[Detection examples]

++++++++

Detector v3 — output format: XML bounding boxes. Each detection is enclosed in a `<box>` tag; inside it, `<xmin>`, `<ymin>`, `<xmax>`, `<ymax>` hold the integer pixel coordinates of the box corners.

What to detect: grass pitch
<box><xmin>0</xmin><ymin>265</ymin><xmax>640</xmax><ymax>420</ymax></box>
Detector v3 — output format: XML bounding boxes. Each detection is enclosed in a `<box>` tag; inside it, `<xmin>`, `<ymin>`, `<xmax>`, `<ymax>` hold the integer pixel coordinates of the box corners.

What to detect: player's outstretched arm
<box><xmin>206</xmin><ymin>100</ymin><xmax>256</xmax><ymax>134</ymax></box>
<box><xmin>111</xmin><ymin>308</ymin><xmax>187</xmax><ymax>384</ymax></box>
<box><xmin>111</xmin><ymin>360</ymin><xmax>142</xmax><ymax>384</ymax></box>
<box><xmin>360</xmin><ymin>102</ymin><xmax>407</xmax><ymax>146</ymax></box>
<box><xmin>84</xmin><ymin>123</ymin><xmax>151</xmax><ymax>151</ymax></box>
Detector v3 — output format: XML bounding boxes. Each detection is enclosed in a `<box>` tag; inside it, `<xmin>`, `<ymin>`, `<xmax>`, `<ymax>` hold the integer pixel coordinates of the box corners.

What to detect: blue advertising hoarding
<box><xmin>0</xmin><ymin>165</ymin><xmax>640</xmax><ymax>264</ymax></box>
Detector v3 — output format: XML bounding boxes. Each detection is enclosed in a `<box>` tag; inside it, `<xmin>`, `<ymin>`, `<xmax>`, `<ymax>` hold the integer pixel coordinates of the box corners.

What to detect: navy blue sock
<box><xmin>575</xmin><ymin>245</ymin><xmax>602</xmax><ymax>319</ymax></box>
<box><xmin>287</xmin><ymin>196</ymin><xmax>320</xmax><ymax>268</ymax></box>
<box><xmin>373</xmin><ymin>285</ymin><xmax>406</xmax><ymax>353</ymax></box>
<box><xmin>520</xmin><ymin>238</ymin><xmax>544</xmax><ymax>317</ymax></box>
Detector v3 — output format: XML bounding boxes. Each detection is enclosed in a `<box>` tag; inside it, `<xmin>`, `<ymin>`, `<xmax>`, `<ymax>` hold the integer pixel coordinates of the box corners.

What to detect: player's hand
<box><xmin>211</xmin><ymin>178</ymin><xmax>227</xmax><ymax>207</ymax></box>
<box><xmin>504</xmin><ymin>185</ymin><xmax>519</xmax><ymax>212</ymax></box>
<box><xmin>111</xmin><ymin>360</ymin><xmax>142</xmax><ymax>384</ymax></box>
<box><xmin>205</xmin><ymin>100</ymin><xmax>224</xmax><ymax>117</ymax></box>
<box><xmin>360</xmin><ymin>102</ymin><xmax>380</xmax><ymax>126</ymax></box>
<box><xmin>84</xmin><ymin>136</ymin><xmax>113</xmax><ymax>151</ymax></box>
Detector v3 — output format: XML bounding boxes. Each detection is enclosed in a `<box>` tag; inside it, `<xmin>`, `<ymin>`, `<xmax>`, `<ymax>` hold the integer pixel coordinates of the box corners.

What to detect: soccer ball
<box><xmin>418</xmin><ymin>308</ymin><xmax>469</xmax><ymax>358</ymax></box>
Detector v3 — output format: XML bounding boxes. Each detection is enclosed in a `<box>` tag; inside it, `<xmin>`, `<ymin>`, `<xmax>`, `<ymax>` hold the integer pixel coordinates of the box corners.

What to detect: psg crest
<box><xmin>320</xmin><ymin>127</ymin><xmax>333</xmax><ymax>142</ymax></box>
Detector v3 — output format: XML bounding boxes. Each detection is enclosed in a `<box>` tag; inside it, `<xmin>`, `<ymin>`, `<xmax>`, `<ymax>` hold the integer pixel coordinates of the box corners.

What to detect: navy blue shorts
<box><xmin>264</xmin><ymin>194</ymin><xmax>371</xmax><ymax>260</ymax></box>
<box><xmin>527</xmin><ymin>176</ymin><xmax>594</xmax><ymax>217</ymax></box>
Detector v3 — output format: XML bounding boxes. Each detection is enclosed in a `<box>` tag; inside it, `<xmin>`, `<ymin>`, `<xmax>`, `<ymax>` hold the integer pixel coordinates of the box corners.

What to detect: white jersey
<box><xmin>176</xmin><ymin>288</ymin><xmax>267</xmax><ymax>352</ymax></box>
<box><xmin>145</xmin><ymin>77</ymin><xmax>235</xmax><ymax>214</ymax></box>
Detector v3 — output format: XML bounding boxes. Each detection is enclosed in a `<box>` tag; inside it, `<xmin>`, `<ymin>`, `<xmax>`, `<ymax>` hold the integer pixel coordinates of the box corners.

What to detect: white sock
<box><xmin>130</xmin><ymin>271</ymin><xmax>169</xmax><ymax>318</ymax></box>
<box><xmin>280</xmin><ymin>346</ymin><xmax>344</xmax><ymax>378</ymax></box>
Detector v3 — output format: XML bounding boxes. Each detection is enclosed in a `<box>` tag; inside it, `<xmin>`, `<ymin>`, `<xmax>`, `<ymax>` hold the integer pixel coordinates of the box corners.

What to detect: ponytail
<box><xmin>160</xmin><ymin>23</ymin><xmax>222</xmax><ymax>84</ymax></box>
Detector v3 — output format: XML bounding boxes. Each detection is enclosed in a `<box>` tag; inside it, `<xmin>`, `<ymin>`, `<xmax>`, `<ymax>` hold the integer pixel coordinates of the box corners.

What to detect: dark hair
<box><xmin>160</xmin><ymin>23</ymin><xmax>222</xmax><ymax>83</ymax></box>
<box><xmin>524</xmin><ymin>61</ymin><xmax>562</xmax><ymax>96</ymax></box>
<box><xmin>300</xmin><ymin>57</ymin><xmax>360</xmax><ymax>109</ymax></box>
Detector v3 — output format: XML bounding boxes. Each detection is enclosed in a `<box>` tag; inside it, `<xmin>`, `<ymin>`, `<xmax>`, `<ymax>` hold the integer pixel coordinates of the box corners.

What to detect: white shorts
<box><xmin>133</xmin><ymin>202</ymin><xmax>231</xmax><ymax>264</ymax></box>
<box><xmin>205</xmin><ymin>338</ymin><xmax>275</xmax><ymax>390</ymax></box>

++++++++

* [YOUR INSTRUCTIONS]: Rewrite the stretch from the start of the material through the line containing "What to detect: grass pitch", replacing "grass pitch" with "turf field" and keeping everything else unchanged.

* [EXERCISE RESPONSE]:
Detector v3 — output format: XML bounding boxes. Each detection is enclosed in a `<box>` tag; inside it, `<xmin>`, `<ymin>`, `<xmax>`, `<ymax>` hold the integer pixel coordinates of the box corners.

What to detect: turf field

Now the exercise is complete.